Instruction 1
In the Ceph thread, rewrite the passage from "I’m going through" to "resolve the issues.", changing "issues" to "problems".
☆ ☆ ☆ ☆ ☆ ☆ ☆
It looks like the second mon server was down from my reboot. Restarted and everything is
functional again but I still can’t figure out why only 2 out of the 5 mon servers is down
and won’t start. If they were functioning, I probably wouldn’t have noticing the cluster
being down.
Thanks
-jeremy
On Jun 7, 2021, at 7:53 PM, Jeremy Hansen
<jeremy(a)skidrow.la> wrote:
Signed PGP part
In an attempt to troubleshoot why only 2/5 mon services were running, I believe I’ve
broke something:
[ceph: root@cn01 /]# ceph orch ls
NAME PORTS RUNNING REFRESHED AGE PLACEMENT
alertmanager 1/1 81s ago 9d count:1
crash 6/6 7m ago 9d *
grafana 1/1 80s ago 9d count:1
mds.testfs 2/2 81s ago 9d
cn01.ceph.la1.clx.corp;cn02.ceph.la1.clx.corp;cn03.ceph.la1.clx.corp;cn04.ceph.la1.clx.corp;cn05.ceph.la1.clx.corp;cn06.ceph.la1.clx.corp;count:2
mgr 2/2 81s ago 9d count:2
mon 2/5 81s ago 9d count:5
node-exporter 6/6 7m ago 9d *
osd.all-available-devices 20/26 7m ago 9d *
osd.unmanaged 7/7 7m ago - <unmanaged>
prometheus 2/2 80s ago 9d count:2
I tried to stop and start the mon service, but now the cluster is pretty much
unresponsive, I’m assuming because I stopped mon:
[ceph: root@cn01 /]# ceph orch stop mon
Scheduled to stop mon.cn01 on host 'cn01.ceph.la1.clx.corp'
Scheduled to stop mon.cn02 on host 'cn02.ceph.la1.clx.corp'
Scheduled to stop mon.cn03 on host 'cn03.ceph.la1.clx.corp'
Scheduled to stop mon.cn04 on host 'cn04.ceph.la1.clx.corp'
Scheduled to stop mon.cn05 on host 'cn05.ceph.la1.clx.corp'
[ceph: root@cn01 /]# ceph orch start mon
^CCluster connection aborted
Now even after a reboot of the cluster, it’s unresponsive. How do I get mon started
again?
I’m going through Ceph and breaking things left and right, so I apologize for all the
questions. I learn best from breaking things and figuring out how to resolve the issues.
Thank you
-jeremy
☆ ☆ ☆ ☆ ☆ ☆ ☆
Instruction 2
Return every line of the entries that contains the word "area".

Data for the task
☆ ☆ ☆ ☆ ☆ ☆ ☆
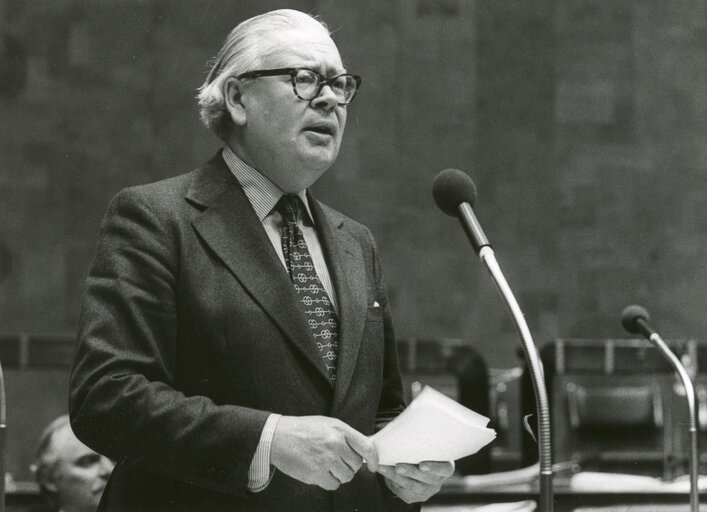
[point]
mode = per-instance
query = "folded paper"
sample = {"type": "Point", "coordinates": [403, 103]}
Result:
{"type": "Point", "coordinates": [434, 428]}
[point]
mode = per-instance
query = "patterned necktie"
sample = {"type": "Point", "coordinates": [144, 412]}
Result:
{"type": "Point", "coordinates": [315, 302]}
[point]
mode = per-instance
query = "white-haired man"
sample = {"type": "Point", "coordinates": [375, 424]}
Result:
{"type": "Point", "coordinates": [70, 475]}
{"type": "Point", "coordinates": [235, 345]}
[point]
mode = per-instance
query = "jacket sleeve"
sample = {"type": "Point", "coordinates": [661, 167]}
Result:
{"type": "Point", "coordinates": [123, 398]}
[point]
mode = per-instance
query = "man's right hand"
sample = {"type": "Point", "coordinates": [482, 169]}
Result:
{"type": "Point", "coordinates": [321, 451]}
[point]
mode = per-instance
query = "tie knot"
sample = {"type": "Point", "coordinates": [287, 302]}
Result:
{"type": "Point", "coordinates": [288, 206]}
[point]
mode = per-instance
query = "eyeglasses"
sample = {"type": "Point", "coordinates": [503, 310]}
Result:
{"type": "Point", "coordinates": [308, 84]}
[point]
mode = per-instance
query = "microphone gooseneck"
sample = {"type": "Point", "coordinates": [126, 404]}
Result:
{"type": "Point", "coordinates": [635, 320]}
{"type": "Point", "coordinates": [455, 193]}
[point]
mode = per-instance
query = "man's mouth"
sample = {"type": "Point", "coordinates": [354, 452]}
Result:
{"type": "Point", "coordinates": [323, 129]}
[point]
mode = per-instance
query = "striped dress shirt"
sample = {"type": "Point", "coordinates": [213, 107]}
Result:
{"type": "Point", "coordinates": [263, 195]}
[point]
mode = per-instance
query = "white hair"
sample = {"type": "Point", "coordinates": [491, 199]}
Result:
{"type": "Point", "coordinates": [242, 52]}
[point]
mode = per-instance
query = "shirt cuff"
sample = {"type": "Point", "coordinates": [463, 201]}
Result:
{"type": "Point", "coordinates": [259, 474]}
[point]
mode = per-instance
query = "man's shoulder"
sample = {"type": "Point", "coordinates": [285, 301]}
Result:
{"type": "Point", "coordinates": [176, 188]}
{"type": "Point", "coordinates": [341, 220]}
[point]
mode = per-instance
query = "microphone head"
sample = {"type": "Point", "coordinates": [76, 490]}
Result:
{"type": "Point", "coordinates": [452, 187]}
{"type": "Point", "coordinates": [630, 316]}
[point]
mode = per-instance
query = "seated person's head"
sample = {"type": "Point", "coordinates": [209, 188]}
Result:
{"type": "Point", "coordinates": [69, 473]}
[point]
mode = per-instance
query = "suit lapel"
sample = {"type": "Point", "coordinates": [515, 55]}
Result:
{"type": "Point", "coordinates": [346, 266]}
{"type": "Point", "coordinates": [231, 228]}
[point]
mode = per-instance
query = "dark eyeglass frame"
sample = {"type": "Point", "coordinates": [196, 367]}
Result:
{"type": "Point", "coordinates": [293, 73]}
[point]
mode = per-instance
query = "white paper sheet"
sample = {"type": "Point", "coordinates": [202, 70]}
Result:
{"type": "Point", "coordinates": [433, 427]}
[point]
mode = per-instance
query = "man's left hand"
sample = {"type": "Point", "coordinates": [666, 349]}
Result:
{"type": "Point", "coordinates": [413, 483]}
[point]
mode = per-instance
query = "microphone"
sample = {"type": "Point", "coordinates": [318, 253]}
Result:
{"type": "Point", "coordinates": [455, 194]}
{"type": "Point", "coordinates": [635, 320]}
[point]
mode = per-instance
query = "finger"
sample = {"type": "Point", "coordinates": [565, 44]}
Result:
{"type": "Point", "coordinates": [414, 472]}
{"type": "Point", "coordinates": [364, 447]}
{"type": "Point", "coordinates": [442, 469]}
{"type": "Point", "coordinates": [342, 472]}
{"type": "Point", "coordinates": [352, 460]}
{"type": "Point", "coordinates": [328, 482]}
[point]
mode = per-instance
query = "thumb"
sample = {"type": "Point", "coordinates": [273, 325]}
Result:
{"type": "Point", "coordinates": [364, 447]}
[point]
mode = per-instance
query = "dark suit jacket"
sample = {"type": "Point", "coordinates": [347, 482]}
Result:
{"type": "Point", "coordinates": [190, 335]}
☆ ☆ ☆ ☆ ☆ ☆ ☆
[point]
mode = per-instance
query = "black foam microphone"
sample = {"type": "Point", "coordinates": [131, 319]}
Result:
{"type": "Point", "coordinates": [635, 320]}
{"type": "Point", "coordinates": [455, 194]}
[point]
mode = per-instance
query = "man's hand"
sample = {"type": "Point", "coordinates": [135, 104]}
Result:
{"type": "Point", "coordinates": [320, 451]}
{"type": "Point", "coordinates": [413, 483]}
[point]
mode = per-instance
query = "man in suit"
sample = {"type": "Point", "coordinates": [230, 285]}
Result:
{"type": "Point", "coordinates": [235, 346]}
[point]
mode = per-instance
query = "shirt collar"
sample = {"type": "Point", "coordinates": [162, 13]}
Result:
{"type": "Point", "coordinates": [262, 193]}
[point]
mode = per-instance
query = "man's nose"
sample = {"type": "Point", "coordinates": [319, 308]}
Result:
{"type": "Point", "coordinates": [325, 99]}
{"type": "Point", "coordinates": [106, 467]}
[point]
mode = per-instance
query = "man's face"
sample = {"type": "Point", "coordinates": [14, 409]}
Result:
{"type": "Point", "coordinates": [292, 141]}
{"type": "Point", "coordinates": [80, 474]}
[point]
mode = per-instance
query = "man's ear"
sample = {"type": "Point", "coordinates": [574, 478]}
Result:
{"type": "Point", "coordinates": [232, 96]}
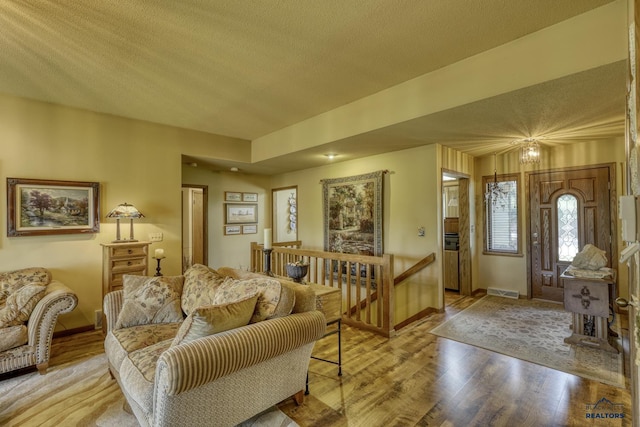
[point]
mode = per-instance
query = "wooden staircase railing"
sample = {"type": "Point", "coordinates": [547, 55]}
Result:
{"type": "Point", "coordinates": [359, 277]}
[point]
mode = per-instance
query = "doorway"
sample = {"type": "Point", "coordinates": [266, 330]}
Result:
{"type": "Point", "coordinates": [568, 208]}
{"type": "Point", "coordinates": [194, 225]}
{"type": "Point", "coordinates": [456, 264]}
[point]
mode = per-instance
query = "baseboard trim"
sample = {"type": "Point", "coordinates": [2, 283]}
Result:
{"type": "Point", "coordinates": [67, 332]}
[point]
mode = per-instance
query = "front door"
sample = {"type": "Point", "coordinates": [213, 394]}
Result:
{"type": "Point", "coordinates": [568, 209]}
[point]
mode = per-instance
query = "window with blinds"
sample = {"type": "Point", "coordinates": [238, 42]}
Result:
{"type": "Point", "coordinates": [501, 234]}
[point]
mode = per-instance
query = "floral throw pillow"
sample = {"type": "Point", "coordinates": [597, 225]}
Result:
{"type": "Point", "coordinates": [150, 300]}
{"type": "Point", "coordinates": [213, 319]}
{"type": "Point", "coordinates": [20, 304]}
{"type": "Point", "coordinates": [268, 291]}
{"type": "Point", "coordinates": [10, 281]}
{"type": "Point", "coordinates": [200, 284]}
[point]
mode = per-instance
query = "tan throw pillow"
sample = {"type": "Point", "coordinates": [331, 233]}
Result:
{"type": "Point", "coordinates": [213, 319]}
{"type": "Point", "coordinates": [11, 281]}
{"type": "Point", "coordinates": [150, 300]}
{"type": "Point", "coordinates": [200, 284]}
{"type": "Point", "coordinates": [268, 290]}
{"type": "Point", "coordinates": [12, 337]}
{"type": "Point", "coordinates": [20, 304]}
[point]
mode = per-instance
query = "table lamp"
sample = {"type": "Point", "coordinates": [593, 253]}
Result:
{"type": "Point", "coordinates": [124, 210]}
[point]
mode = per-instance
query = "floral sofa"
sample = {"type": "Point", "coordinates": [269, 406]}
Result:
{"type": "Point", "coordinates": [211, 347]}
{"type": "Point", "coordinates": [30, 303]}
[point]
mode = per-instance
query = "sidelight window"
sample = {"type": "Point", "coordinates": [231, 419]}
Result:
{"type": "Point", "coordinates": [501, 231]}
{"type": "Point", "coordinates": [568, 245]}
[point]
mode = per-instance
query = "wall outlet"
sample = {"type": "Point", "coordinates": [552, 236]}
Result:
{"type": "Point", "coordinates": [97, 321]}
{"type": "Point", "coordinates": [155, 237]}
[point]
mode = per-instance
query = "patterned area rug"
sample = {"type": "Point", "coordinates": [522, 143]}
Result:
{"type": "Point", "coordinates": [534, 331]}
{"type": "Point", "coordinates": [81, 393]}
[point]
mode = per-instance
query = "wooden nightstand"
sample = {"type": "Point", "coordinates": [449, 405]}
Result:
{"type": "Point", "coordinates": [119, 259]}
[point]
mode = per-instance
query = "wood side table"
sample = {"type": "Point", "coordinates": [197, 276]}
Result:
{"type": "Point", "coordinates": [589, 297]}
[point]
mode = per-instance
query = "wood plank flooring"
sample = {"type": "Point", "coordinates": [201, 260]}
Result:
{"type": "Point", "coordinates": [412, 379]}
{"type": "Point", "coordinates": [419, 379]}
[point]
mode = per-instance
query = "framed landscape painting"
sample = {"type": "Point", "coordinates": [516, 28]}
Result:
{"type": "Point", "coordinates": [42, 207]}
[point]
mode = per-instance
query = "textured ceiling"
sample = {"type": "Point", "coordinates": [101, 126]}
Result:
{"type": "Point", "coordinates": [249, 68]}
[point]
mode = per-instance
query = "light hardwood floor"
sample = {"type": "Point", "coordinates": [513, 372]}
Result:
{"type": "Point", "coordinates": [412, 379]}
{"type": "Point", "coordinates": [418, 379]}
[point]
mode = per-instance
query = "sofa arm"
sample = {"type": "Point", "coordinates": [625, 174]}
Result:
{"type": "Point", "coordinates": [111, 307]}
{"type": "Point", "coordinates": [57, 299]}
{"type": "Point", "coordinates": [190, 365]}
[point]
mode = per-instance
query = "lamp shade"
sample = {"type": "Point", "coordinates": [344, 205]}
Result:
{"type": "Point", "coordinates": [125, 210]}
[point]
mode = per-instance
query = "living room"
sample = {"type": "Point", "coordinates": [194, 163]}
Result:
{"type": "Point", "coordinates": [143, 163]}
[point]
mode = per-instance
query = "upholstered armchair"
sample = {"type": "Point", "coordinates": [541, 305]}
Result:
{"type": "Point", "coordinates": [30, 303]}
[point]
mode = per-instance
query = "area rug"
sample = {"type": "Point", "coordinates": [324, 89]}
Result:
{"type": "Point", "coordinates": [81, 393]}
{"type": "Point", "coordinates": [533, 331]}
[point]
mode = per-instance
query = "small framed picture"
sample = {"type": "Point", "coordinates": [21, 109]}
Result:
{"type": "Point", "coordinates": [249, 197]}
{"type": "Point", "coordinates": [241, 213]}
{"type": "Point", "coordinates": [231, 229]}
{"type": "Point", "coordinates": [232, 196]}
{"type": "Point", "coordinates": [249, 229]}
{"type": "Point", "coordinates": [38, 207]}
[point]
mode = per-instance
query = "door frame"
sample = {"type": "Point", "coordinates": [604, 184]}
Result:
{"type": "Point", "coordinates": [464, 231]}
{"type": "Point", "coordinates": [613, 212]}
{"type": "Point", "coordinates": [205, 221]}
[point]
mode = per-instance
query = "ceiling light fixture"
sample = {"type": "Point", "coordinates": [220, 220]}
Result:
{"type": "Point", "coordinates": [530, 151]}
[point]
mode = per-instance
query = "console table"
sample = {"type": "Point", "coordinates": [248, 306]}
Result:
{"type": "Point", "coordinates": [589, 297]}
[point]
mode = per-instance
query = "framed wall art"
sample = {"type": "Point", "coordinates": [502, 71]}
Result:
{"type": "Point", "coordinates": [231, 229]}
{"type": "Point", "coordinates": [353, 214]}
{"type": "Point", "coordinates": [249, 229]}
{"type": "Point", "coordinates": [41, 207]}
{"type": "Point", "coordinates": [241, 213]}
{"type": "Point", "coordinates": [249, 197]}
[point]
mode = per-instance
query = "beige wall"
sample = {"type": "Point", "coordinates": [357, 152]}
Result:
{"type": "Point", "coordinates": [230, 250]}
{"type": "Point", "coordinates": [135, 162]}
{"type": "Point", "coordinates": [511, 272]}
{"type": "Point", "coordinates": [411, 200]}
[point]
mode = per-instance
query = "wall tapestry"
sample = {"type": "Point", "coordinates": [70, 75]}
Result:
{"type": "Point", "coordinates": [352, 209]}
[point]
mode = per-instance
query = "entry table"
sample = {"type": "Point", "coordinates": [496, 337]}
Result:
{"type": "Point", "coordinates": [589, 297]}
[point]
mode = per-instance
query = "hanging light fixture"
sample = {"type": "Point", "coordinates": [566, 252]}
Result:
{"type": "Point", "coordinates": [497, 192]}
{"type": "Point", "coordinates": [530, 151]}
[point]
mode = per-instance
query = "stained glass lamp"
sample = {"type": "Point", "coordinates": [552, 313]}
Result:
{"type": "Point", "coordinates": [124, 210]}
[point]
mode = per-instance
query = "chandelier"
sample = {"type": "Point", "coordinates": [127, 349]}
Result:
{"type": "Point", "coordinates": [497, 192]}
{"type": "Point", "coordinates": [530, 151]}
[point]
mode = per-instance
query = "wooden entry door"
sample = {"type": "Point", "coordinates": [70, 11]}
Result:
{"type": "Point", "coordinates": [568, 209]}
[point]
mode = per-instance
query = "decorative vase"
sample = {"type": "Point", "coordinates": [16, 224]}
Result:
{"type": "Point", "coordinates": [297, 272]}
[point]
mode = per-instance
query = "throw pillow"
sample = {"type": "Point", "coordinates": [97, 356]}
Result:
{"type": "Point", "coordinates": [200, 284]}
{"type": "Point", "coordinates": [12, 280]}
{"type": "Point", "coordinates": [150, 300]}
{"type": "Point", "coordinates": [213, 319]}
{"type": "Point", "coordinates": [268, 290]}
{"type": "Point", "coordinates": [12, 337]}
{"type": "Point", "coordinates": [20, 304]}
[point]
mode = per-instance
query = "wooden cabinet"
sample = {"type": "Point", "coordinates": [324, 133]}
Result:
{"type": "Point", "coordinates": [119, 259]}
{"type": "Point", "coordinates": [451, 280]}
☆ ☆ ☆ ☆ ☆ ☆ ☆
Final result 1
I’m going through Ceph and breaking things left and right, so I apologize for all the
questions. I learn best from breaking things and figuring out how to resolve the problems.

Final result 2
query = "patterned area rug"
query = "area rug"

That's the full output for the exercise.